• [Texto de lectura]:
===

Las luchas feministas que con el paso de los años han ido ganando protagonismo en el mundo; esas grandes cruzadas por la apertura de más espacios y el ejercicio de más derechos a favor de las mujeres, izaron la semana pasada, el 5 de octubre para ser más preciso, una nueva bandera de reivindicación de causas: la asignación del Premio Nobel de Literatura a la escritora francesa Annie Ernaux (apenas la mujer número 17 en obtenerlo).
La galardonada, de 82 años de edad, es una de las fervientes creyentes de la fuerza liberadora de la escritura y autodefine su trabajo como intransigente y plasmado con un lenguaje sencillo.
Ha dicho que “escribir es un acto político que nos abre los ojos a la desigualdad social”, y por lo tanto hace uso del lenguaje como “cuchillo” para desgarrar los velos de la imaginación.
Tal vez en nuestro entorno no era tan asiduamente leída o se sabía poco de su obra, pero de seguro -como ha ocurrido con otros premiados- la demanda de sus libros irá en ascenso en las siguientes semanas.
Aunque yo tenía referencias de ella por algunos textos periodísticos, consultados sobre todo durante el último lustro, confieso mi nulo acercamiento a su propuesta literaria, y más por curiosidad que por culpabilidad recién leí su libro “El acontecimiento” (2000), en el que relata su experiencia personal al someterse a un aborto clandestino en los años sesenta. Ya antes, en su primer libro, “El armario vacío” (1974), había penetrado en lo más profundo de sí misma al plantear de manera tensa y cruda la historia de una joven universitaria que se sometió a un aborto.
Constaté aquello en lo que gran parte de la crítica literaria coincide: la premio Nobel es cultivadora de una prosa confesional que aborda temas como la maternidad, el aborto y el cáncer de mama, por citar algunos, en buena medida impulsada por la escritura de sus propios diarios y por las obras de otras mujeres.
En abril de este año sostuvo una charla con la revista “Letras Libres”. En ella, expone con mucha claridad que, aun cuando no define su estilo como intimista, para escribir se vale de su experiencia, de cosas de su vida, como un tipo de materia a explorar.
Un ejemplo de ello es que una vez, cuando tenía diez años de edad, escuchó a su madre hablarle a una vecina de una hija muerta. La hermana a la que nunca conoció falleció un par de años antes de que ella naciera, víctima de la difteria. La escritora nunca les preguntó a sus padres por su primera hija y ellos tampoco le contaron nada, pero este descubrimiento inspiró un libro: “La otra hija”, en el que aparece una frase contundente: “No escribo porque estás muerta. Has muerto para que yo escriba, ahí está la gran diferencia”.
¿Qué miro de relevante en la obra de Ernaux como para que valga una recomendación? Al menos dos cosas: primera, nos enseña la importancia de recurrir a la memoria personal; segunda, a partir de sus vivencias, de sus propias experiencias, de su yo protagónico, nos ofrece historias colectivas, historias que, no me cabe la menor duda, protagonizan muchas mujeres en diferentes tiempos y latitudes, quizá sin que la autora se lo hubiera propuesto.
Como Annie Ernaux ha referido en varias ocasiones, después de 48 años de la publicación de su primer libro, tres palabras describen el conjunto de su obra literaria: “escribir la vida”. Y vaya que la tinta de su pluma coge los colores de la introspección y la tenacidad.

===

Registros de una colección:

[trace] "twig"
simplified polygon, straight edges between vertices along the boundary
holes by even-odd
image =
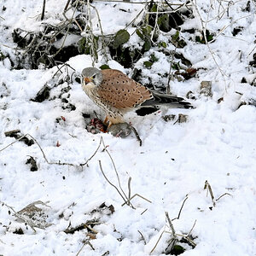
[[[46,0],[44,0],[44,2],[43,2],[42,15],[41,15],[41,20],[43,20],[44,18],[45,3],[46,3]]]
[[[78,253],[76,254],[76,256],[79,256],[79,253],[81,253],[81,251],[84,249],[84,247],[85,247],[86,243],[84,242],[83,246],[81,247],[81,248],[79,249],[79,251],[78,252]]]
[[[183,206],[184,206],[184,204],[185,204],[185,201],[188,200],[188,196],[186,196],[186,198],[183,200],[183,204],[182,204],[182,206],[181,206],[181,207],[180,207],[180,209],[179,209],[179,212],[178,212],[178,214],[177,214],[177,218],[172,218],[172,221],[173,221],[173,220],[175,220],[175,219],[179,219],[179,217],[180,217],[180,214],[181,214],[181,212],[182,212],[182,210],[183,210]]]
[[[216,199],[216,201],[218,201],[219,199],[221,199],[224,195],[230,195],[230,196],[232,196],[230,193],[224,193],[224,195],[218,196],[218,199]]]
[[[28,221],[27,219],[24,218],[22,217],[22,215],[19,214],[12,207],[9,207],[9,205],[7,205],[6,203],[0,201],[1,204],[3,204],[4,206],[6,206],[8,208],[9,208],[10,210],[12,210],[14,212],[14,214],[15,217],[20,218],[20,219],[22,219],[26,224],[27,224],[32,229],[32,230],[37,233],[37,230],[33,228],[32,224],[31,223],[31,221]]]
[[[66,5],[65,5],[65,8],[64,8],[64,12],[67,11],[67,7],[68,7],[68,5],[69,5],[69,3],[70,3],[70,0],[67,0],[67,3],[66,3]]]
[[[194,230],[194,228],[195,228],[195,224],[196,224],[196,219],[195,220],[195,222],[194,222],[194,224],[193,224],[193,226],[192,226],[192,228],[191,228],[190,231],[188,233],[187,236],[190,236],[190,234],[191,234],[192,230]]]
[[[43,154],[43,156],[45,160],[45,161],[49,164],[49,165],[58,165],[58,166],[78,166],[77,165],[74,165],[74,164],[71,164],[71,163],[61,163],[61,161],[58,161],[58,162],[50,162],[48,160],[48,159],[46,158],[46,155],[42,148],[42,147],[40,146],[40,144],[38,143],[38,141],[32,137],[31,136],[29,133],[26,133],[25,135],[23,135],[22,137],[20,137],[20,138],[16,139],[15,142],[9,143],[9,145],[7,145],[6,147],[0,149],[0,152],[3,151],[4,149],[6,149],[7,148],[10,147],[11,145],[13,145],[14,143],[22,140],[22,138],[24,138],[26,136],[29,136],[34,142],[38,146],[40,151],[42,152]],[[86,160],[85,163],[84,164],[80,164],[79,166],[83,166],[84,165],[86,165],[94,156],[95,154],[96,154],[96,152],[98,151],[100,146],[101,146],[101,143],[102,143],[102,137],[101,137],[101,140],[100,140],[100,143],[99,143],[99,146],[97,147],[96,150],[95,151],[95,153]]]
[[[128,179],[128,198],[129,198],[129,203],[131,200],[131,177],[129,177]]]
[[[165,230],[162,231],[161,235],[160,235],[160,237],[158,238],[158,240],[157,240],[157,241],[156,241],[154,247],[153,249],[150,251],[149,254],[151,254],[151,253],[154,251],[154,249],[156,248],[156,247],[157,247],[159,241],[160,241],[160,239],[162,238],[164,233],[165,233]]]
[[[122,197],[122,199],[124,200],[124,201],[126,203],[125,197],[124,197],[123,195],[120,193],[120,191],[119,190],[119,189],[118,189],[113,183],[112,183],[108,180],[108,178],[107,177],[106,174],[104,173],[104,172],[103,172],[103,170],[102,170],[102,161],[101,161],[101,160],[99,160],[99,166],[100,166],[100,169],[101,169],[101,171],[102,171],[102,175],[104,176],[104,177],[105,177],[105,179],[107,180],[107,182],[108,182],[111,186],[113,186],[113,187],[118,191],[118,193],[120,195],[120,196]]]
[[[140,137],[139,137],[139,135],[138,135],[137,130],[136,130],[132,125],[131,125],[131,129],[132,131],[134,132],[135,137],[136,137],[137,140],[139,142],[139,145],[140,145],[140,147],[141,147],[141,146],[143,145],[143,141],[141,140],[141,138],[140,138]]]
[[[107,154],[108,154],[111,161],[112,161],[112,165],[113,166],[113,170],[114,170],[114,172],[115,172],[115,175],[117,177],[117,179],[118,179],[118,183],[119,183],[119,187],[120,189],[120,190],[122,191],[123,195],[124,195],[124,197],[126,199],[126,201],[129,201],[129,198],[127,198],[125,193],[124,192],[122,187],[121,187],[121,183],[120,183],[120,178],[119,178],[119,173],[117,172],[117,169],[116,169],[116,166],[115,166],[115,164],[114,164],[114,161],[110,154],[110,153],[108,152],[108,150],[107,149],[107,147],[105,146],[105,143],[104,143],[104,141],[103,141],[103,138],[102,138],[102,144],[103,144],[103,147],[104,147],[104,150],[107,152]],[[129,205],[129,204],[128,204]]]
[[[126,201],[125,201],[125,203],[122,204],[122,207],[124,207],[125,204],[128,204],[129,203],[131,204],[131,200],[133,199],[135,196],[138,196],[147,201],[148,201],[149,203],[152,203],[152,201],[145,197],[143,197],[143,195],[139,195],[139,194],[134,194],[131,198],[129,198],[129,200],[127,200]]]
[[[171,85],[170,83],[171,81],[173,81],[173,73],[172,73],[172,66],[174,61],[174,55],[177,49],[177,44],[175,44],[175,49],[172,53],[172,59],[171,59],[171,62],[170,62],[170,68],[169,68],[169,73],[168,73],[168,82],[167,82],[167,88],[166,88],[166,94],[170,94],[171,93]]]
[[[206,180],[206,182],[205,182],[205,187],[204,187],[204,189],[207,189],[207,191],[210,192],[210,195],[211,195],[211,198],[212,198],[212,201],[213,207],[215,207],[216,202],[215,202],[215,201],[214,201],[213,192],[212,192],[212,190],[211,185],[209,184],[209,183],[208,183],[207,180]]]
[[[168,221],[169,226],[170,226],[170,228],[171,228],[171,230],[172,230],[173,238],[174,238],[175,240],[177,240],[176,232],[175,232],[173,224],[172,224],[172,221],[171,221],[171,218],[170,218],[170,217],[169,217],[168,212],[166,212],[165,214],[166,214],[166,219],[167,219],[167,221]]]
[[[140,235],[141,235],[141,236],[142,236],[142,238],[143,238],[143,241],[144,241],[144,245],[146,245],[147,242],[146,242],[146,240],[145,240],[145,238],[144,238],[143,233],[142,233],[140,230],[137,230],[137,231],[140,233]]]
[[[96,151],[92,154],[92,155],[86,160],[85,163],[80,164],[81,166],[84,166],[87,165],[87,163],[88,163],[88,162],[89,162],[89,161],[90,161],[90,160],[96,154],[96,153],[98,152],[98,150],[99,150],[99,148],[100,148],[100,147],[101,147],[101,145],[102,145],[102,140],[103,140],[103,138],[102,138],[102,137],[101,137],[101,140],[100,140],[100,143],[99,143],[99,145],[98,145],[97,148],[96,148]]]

===

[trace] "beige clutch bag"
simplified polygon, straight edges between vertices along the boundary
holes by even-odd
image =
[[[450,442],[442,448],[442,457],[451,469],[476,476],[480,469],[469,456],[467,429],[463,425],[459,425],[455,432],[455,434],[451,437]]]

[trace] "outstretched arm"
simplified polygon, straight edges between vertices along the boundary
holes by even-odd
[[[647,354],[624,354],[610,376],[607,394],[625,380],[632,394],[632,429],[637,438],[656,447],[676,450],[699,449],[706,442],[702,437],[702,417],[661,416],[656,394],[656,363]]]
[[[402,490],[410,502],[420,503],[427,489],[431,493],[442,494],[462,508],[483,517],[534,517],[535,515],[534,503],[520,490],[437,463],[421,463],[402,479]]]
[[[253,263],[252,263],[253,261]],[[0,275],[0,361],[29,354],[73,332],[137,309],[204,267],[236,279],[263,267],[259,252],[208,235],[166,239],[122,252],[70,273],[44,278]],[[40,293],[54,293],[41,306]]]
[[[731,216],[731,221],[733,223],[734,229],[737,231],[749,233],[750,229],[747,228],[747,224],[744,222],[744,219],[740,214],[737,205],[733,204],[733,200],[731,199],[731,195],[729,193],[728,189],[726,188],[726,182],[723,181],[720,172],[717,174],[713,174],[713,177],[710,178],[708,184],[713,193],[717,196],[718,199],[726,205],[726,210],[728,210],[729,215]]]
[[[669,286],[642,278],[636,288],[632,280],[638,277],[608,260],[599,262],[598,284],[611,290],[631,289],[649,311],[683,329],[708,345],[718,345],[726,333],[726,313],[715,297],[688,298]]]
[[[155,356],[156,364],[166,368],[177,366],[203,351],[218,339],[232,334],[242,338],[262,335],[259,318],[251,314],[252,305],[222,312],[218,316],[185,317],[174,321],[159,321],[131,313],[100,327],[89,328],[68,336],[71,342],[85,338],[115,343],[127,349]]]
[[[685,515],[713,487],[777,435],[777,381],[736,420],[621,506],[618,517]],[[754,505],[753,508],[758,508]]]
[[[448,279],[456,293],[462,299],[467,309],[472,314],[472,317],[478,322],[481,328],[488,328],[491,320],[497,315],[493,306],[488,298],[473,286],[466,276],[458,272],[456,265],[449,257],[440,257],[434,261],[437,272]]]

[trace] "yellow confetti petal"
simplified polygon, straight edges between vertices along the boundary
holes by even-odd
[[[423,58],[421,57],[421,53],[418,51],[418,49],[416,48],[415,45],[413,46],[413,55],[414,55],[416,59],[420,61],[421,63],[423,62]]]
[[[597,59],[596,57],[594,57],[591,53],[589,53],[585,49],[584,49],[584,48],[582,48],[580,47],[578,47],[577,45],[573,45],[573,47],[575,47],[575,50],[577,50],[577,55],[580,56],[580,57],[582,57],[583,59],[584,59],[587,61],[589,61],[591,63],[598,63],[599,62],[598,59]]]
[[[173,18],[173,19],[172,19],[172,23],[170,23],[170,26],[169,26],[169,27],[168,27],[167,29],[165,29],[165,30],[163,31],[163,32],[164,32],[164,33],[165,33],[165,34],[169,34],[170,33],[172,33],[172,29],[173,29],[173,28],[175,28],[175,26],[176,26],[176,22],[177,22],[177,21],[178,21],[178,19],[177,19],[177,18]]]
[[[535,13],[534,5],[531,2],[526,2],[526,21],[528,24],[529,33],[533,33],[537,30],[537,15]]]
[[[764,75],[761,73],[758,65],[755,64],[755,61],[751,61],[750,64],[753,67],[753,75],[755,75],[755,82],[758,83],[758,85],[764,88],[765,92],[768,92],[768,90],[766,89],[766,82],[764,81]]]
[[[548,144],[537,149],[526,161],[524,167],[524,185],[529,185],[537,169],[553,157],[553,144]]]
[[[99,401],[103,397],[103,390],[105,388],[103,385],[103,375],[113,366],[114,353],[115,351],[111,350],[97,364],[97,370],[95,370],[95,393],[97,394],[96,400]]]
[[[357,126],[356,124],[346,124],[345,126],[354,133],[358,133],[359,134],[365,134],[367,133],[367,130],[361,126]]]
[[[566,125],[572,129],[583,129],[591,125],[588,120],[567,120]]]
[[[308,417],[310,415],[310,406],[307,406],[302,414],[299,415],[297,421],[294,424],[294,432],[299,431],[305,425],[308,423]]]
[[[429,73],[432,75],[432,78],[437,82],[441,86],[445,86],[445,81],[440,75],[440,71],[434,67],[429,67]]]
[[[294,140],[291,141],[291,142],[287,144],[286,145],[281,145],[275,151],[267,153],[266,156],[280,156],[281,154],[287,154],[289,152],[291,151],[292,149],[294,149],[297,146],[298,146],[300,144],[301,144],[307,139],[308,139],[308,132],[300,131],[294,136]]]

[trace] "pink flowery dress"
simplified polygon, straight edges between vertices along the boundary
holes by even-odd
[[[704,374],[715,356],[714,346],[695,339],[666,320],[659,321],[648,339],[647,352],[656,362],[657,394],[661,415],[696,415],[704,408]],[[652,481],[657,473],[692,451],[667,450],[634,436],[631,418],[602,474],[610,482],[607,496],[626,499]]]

===

• [Tareas requeridas]:
[1] Reescribe el fragmento del texto sobre Annie Ernaux que empieza con "Las luchas feministas" y termina con "de la imaginación.", y pon "premiada" en lugar de "galardonada".
[2] Indica si cada afirmación coincide con el texto sobre Annie Ernaux. Responde sí o no y cita las palabras del texto que lo deciden.
(a) La escritora tenía 82 años cuando recibió el premio.
(b) "El acontecimiento" fue el primer libro de la autora.
(c) La hermana de la autora murió de difteria después de que ella naciera.

• [Soluciones por tarea]:
[1]
Las luchas feministas que con el paso de los años han ido ganando protagonismo en el mundo; esas grandes cruzadas por la apertura de más espacios y el ejercicio de más derechos a favor de las mujeres, izaron la semana pasada, el 5 de octubre para ser más preciso, una nueva bandera de reivindicación de causas: la asignación del Premio Nobel de Literatura a la escritora francesa Annie Ernaux (apenas la mujer número 17 en obtenerlo).
La premiada, de 82 años de edad, es una de las fervientes creyentes de la fuerza liberadora de la escritura y autodefine su trabajo como intransigente y plasmado con un lenguaje sencillo.
Ha dicho que “escribir es un acto político que nos abre los ojos a la desigualdad social”, y por lo tanto hace uso del lenguaje como “cuchillo” para desgarrar los velos de la imaginación.

[2]
(a) Sí: «La galardonada, de 82 años de edad».
(b) No: «en su primer libro, “El armario vacío” (1974)».
(c) No: «falleció un par de años antes de que ella naciera, víctima de la difteria».